## PROBLEM SET
**a)** According to the article on Mr. Hamdan's sentencing, on what date was he captured?
**b)** Write out the article on Mr. Hamdan's sentencing from "The sentence came" up to and including "system after the sentence.".
**c)** Extend the article on Mr. Hamdan's sentencing, picking up after its final sentence.

## EXCERPTED TEXT
________________

In the courtroom after the military panel members filed out, Mr. Hamdan, who was captured in the middle of the Afghan war on Nov. 24, 2001, hugged the former American military lawyer, Charles Swift, who has represented him here for four years and helped take his case to the Untied States Supreme Court.

The sentence came after the first war crimes trial here in a system the administration says it plans to use to try about 80 other detainees here. Twenty other detainees are already facing charges.

Supporters of the military commission system immediately said the sentence proved that the Bush administration’s system for trying detainees here was legitimate and fair. David Rivkin, a Washington lawyer who has been a consistent supporter of the administration’s detention policies, said it would be difficult for anyone to criticize the system after the sentence.

“This is an enormously compelling indication of how independent the process has been,” Mr. Rivkin said. He added that the defense had been successful in portraying Mr. Hamdan as a marginal player in al Qaeda who had no involvement in terror planning.

Mr. Hamdan’s trial featured dueling images of the former bin Laden driver, with prosecutors portraying him as an unrepentant “Al Qaeda warrior,” and the defense portraying him as a poorly educated Yemeni who drove for Mr. bin Laden, often with a weapon, because he “had to earn a living.”

The panel appeared persuaded by an aggressive defense. On Wednesday it rejected the broader of the two prosecution charges, which asserted that Mr. Hamdan, a Yemeni with a fourth-grade education, conspired with Mr. bin Laden and other top Qaeda leaders.

It was not immediately clear how the Pentagon would handle Mr. Hamdan after the sentence. For years administration officials have maintained that, because detainees facing war crimes charges here are all classified as unlawful enemy combatants, they could continue to hold an accused even if he had completed a sentence or were acquitted by a military commission panel.

The sentence, which came Thursday afternoon, came after a brief hearing in the morning at which Mr. Hamdan stood surrounded by his exhausted legal team and delivered a statement apologizing to the victims of terror in a brief statement at a sentencing hearing on Thursday.

“It was a sorry or sad thing to see innocent people killed,” he said as he leaned on the defense table and gestured gently at the military tribunal here. “I personally present my apologies to them if anything what I did have caused them pain.”

He told the military panel deciding his sentence that he had continued working for Mr. bin Laden after a terror attack in 2000 only because he felt he had no options and was trapped “between two fires,” fearing arrest for his ties to Mr. bin Laden or further involvement in his activities.

________________

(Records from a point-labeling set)
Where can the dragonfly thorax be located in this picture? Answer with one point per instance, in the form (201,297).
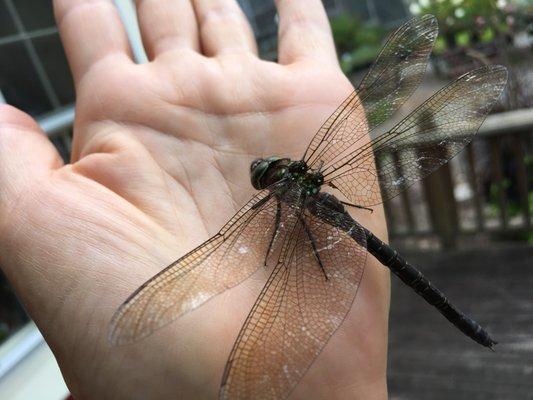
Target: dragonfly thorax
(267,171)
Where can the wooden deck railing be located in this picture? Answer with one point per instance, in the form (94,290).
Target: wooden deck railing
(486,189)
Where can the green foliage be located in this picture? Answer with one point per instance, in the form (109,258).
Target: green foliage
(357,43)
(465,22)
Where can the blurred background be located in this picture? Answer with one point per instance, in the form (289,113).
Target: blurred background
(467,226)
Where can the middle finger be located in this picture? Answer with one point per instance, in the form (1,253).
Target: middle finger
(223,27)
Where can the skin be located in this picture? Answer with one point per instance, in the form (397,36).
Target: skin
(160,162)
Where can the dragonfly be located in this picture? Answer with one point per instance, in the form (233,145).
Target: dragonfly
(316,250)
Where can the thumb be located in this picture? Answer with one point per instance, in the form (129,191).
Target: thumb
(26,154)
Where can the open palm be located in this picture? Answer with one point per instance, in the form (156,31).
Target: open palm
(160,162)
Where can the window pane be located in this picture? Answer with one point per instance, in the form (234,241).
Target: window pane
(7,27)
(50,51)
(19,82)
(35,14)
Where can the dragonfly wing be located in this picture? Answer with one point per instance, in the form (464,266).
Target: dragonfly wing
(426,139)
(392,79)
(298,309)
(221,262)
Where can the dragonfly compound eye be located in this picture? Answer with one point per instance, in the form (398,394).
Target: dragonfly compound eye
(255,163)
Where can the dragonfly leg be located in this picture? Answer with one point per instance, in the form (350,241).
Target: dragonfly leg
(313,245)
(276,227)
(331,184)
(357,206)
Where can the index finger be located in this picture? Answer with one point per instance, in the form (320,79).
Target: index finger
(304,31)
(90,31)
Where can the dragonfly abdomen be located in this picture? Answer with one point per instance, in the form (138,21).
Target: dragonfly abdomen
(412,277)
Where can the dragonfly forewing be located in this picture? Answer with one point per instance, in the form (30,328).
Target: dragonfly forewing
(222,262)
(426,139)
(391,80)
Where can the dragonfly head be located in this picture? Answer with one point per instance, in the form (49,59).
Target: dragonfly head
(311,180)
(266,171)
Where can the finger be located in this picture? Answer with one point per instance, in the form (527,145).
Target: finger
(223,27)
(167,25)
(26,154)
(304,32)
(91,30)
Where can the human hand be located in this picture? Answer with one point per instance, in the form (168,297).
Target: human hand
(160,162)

________________

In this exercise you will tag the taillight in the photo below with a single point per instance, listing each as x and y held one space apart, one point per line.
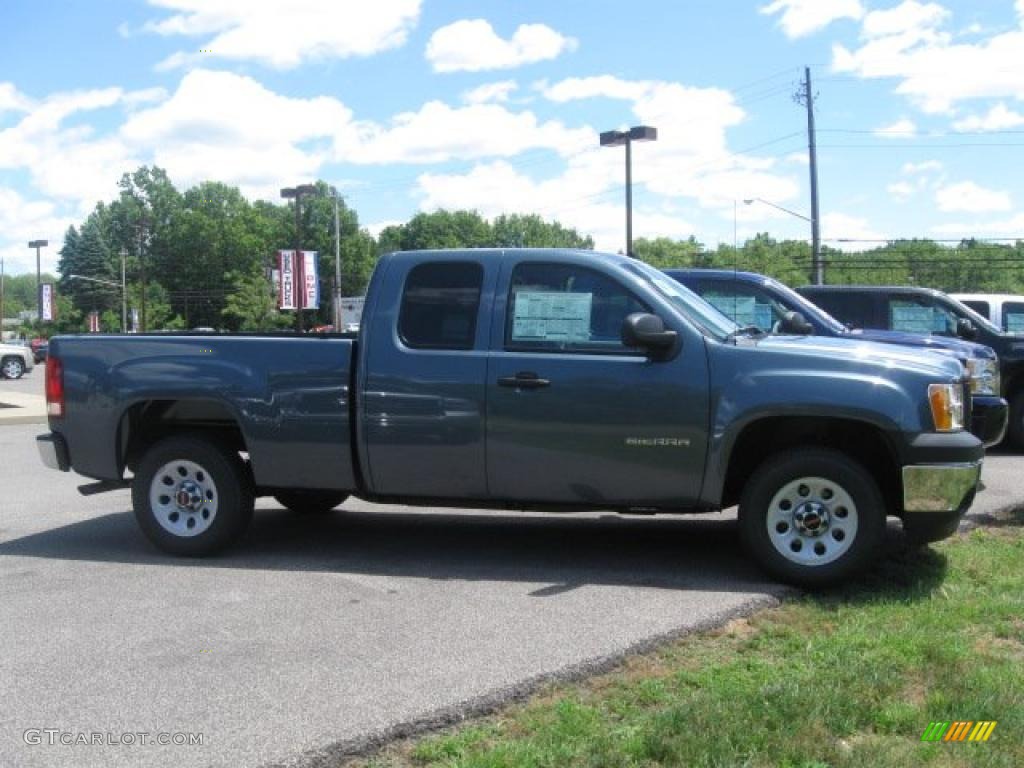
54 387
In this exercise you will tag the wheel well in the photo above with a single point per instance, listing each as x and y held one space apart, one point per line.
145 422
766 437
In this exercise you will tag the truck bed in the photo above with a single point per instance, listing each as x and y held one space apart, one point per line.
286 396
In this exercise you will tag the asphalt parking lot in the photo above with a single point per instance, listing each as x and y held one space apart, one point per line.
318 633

________________

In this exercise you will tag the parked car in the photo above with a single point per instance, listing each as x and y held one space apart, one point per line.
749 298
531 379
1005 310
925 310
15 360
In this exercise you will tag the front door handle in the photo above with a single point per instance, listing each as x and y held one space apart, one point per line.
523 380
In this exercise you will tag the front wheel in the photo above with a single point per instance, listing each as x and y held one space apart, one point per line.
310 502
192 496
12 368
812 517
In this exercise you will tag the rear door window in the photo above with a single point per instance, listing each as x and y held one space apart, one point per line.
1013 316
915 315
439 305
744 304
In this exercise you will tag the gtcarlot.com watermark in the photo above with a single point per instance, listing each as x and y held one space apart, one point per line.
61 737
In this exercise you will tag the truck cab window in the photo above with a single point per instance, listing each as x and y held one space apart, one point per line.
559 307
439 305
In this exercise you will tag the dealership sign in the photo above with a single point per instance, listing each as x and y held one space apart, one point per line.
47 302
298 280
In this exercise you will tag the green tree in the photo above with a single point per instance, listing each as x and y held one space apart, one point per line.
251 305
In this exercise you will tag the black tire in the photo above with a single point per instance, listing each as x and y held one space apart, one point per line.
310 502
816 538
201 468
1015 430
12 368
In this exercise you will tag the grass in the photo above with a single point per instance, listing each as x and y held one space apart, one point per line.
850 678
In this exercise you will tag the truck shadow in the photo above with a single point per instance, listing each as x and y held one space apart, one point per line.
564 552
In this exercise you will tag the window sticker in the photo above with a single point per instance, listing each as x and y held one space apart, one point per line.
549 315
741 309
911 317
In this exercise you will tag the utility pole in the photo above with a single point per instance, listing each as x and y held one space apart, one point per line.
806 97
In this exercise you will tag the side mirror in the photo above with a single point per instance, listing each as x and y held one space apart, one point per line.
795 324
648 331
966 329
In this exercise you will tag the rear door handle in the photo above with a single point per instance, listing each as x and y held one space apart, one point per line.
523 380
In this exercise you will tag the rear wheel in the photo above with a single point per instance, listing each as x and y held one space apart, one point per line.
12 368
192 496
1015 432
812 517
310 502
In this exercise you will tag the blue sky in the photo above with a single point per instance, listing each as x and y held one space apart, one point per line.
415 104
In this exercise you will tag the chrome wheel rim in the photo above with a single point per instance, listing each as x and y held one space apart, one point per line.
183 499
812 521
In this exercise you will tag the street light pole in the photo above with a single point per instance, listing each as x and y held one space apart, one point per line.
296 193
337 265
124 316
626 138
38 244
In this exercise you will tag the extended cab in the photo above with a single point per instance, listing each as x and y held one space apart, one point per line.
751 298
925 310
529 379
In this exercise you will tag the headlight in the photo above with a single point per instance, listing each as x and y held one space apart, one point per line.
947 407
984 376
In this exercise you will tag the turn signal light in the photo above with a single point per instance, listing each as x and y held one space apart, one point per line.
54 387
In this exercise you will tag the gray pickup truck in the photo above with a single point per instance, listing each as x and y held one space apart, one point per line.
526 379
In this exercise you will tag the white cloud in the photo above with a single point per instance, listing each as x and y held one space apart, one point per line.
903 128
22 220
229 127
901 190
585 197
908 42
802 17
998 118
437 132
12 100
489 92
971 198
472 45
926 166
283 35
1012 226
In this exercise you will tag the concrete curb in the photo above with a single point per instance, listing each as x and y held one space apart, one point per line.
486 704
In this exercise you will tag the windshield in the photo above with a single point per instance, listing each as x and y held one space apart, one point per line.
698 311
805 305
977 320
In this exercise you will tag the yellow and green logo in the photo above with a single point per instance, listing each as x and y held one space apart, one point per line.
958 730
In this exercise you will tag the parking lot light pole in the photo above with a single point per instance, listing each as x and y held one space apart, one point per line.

________________

## RESULTS FOR THE EXERCISE
**a)** Nov. 24, 2001

**b)**
The sentence came after the first war crimes trial here in a system the administration says it plans to use to try about 80 other detainees here. Twenty other detainees are already facing charges.

Supporters of the military commission system immediately said the sentence proved that the Bush administration’s system for trying detainees here was legitimate and fair. David Rivkin, a Washington lawyer who has been a consistent supporter of the administration’s detention policies, said it would be difficult for anyone to criticize the system after the sentence.

**c)**
As he left the sparsely attended courtroom in the hilltop courtroom here, Mr. Hamdan, who at times has shown a mischievous sense of humor, raised his arms and said a good-natured “bye, bye” to the small group.

During pretrial proceedings, Mr. Hamdan, a father of two daughters in Yemen, and the judge, a career Navy lawyer, had regularly exchanged smiles and, on occasion, chats. Before he left the bench, Judge Allred, said a few parting words to the man he had gotten to know in a most unusual way.

“Mr. Hamdan,” Judge Allred said, “I hope the day comes that you are able to return to your wife and daughters and your country.”

“God willing,” Mr. Hamdan said in the rudimentary English he picked up while in American custody.

“Insh-allah,” said Judge Allred, repeating the same phrase in Arabic.

The sentence was the second relatively short sentence handed down here. Last year an Australian detainee, David Hicks, pleaded guilty to providing material support for terrorism in exchange for a nine-month sentence.

Mr. Hamdan’s sentence immediately provoked a new discussion of the viability of the system here.

After years of legal battles, “this relatively light sentence could not possibly have been what the prosecution was hoping for – especially after all of the time, money and resources expended,” said Glenn M. Sulmasy, a law professor at the Coast Guard Academy who is an expert on national security law.

But Professor Sulmasy said that an unintended, positive consequence of this sentence might be to strengthen the arguments of supporters of the administration’s system for war crimes trials that Mr. Hamdan’s trial demonstrated the fairness of the commissions.

Before they began deliberations, the panel members indicated they were considering rejecting the prosecution’s request for a severe sentence. The president of the panel, a Navy Captain who is the most senior member, sent the judge a note asking how they would credit Mr. Hamdan for the nearly seven years he has been in detention. The note asked, hypothetically, how the time served would be accounted for if the sentence were 10 years.

Under the rules here, four votes were required to impose a sentence of ten years or less. A sentence of more than ten years would require a vote of five of the six panel members.

Under military rules, a Pentagon official who has broad power over the military commission system here, Susan J. Crawford, has the power to reduce a military panel’s sentence but not to increase it. Ms. Crawford, who has the title of convening authority, is to review the decision here. After her decision, Mr. Hamdan’s lawyers can begin an appeals process at a military appeals court and then in civilian federal courts.

Mr. Hamdan’s statement was an unsworn plea for mercy permitted by the rules here. An unsworn statement is permitted to an accused instead of taking the witness chair and risking cross examination.

Mr. Hamdan, looking worn after a two-week trial, spoke in the makeshift courtroom here, saying his ties to Mr. bin Laden were “a work relationship only” and claiming that he had been troubled by the bombing of the American destroyer Cole in 2000 that killed 17 sailors.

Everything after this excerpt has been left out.